DIRECTIONS ::
a: Answer these questions from the email about vector graphics:
(i) What name appears on the "From:" line of the original message?
(ii) What kind of files does the email say Postscript files are?
(iii) In the closing comparison, vector instructions are the recipe but not yet what?
b: Which people does the email about vector graphics name? List all of them.

SOURCE EXCERPT ::

[start]

Yep, that'd ought solve the whole, dang digital dilemma for Marc. 
If he doesn't stab his eyes out, first. 

Chris Lawson

 -------------- Original message ----------------------
From: Barney Quinn <bquinn@sgi.com>
> 
> 
> Marc,
> 
> I'll give this a try. There are, in general, two ways to store an image on 
> a
> computer. One is called vector format. In vector format you don't store the
> image, you store the instructions for making the image. In the old days a
> vector, in basic physics, was a line which had both magnitude and 
> direction.
> In vector graphics you store an image as a set of instructions which say
> things like draw an orange line from this point to that point. This is how
> postscript works. It is a set of instructions which describe how to make 
> the
> image in question. Postscript files are plain text files and if you want 
> you
> can open one up with a text editor and actually look at the instructions. 
> If
> you are really adventurous, and if you know postscript very well, you can
> even take a text editor or a word processor and write out all the
> instructions to make an image out by hand. But, all you need to remember is
> that in vector graphics you don't store the image, you store the 
> instructions
> for making the image. It's the recipe, but not yet the dinner you are going
> to serve.

[end]

EXTRACTED RECORDS ::
[start]

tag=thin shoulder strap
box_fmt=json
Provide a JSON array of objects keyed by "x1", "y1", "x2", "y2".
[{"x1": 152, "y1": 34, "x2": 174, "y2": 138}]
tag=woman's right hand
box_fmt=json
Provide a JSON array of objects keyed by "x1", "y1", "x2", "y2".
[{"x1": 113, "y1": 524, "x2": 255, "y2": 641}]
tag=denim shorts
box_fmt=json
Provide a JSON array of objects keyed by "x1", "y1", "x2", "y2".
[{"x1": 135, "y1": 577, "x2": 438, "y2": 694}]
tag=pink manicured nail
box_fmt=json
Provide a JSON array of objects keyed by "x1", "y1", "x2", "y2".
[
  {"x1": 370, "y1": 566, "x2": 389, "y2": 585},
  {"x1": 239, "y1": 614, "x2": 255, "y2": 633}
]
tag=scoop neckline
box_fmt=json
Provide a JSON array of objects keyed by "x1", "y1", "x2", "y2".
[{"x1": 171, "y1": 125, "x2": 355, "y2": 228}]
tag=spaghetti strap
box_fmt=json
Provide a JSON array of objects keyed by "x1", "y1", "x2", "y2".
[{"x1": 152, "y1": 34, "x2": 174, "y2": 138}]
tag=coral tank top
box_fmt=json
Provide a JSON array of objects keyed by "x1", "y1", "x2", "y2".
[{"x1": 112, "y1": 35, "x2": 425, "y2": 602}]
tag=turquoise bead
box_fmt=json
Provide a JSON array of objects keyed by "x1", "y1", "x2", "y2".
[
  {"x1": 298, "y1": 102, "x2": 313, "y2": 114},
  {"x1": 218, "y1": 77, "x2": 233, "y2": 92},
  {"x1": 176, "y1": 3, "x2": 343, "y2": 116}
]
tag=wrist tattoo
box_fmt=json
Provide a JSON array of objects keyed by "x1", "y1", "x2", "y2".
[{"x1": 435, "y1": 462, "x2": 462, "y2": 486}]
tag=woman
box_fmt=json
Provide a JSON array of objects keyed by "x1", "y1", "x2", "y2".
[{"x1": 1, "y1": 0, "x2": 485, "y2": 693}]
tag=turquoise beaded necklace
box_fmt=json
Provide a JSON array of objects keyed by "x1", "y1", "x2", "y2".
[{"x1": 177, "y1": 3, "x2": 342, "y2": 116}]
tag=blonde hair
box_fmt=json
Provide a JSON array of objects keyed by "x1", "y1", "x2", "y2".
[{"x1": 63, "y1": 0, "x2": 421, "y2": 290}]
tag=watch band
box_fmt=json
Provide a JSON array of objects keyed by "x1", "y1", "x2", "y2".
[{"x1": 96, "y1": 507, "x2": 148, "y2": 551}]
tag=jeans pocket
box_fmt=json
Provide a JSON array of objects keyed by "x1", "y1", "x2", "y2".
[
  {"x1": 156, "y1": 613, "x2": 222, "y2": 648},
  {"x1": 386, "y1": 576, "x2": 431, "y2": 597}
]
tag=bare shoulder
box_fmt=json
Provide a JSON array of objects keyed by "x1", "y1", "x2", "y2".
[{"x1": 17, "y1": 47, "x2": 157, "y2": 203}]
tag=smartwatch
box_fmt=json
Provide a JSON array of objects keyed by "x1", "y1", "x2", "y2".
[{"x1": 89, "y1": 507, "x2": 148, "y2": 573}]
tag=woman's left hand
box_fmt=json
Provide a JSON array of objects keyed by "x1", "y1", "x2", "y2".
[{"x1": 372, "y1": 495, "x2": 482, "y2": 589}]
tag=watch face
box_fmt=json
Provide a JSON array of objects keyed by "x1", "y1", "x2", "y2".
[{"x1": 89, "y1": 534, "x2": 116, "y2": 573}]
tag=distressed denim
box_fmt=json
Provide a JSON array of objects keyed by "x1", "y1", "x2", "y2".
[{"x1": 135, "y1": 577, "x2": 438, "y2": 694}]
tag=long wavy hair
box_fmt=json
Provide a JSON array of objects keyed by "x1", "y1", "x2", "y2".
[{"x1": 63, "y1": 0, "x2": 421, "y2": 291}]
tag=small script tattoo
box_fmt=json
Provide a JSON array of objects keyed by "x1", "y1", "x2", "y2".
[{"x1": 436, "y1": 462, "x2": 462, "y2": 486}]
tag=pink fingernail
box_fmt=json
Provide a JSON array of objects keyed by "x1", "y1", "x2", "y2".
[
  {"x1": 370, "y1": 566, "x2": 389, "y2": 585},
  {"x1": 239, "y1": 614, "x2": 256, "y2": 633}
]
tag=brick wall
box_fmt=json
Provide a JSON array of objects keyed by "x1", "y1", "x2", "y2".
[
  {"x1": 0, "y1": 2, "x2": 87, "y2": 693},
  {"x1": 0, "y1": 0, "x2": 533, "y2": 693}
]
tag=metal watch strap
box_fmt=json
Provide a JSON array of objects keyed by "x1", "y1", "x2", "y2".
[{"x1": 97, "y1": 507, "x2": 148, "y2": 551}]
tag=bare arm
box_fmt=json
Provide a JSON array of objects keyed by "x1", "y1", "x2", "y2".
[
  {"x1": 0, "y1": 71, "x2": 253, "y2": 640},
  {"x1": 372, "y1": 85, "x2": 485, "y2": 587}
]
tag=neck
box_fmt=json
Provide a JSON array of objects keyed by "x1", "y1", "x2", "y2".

[end]

PER-TASK OUTPUTS ::
a:
(i) Barney Quinn
(ii) Plain text files
(iii) The dinner you are going to serve

b: Marc, Chris Lawson, Barney Quinn